** Saved data entries **
* START *

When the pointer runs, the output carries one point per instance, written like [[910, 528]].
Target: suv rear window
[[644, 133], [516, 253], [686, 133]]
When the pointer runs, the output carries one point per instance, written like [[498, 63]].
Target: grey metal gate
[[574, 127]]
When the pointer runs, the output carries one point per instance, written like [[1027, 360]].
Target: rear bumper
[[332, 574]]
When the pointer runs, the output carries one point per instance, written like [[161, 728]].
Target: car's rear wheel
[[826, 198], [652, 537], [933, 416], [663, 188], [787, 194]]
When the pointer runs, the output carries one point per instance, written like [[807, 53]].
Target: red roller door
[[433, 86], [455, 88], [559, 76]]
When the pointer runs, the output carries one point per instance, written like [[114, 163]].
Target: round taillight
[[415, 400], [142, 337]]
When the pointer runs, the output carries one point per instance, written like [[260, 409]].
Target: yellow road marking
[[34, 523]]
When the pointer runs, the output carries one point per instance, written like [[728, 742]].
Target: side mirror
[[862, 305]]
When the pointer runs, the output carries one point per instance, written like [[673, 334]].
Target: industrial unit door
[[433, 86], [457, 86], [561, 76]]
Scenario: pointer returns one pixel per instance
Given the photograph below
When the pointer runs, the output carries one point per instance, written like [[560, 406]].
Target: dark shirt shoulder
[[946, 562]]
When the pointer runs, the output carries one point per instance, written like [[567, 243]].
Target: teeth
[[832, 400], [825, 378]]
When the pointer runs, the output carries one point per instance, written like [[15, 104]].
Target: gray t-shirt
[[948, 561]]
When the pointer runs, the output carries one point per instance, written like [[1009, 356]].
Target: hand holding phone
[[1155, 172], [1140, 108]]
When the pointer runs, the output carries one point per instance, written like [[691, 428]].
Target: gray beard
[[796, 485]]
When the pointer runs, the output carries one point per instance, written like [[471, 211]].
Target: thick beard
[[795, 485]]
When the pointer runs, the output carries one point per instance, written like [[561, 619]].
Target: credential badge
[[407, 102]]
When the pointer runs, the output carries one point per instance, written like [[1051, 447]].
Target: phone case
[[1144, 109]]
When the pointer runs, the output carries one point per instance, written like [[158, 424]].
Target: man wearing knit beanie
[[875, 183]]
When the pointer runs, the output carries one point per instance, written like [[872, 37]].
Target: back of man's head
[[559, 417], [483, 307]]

* END *

** Required work **
Print all of the records above again, word for word.

** Task result **
When the pointer runs, the output carries one point per instance, written like [[910, 528]].
Target: suv rear window
[[644, 133], [516, 253], [686, 133]]
When the pointer runs, the output carries one point per instance, written like [[498, 63]].
Target: grey metal gate
[[574, 127]]
When the pointer runs, the output carries one point per instance, written like [[1027, 360]].
Target: rear bumper
[[332, 574]]
When the pointer runs, the output carries one point per instance, written like [[161, 728]].
Target: car's rear wheel
[[826, 198], [652, 537], [933, 416], [663, 188], [787, 194]]
When the pointer runs, the output carries one point per instance, written like [[807, 53]].
Target: red roller door
[[433, 86], [455, 88], [559, 76]]
When the pointer runs, the output carries one point per instance, written like [[114, 163]].
Target: round taillight
[[415, 400], [142, 337]]
When the pointer runs, the output carries one point per instance, written like [[260, 409]].
Target: yellow road marking
[[34, 523]]
When the pointer runs, the output carries one point per instance, written like [[728, 742]].
Target: side mirror
[[862, 305]]
When the pointer runs, the output carries one point per instance, written like [[673, 334]].
Target: industrial unit door
[[433, 86], [457, 86], [561, 76]]
Scenario: pointer returns one pixel per instance
Given the photograph below
When the pointer runs, the output carries one point per instance, written like [[560, 406]].
Target: dark shirt shoulder
[[946, 562]]
When the pointer runs, the output carries one point per instance, written like [[567, 243]].
Target: teeth
[[832, 400], [825, 378]]
When the pointer runs, the output carries one point per instance, written like [[15, 104]].
Target: gray t-shirt
[[948, 561]]
When the pointer runs, the output carries one point per instance, written like [[1009, 356]].
Target: hand holding phone
[[1155, 172], [1140, 108]]
When the pointer runs, the output carries one point per instance, written like [[691, 428]].
Target: gray beard
[[796, 485]]
When the pointer runs, the output carries one point per instance, written like [[471, 211]].
Target: thick beard
[[795, 485]]
When the pointer runs, the output carries one point per instance, written like [[561, 619]].
Target: credential badge
[[407, 102]]
When the pointer runs, the output carries one point per instance, written like [[1051, 447]].
Target: phone case
[[1144, 109]]
When the pointer runs, the output carries one point per instance, written like [[158, 424]].
Target: man wearing knit beanie
[[875, 183]]
When the pointer runs, the output carries one point per instance, written like [[872, 37]].
Target: back of man's head
[[559, 417], [483, 307]]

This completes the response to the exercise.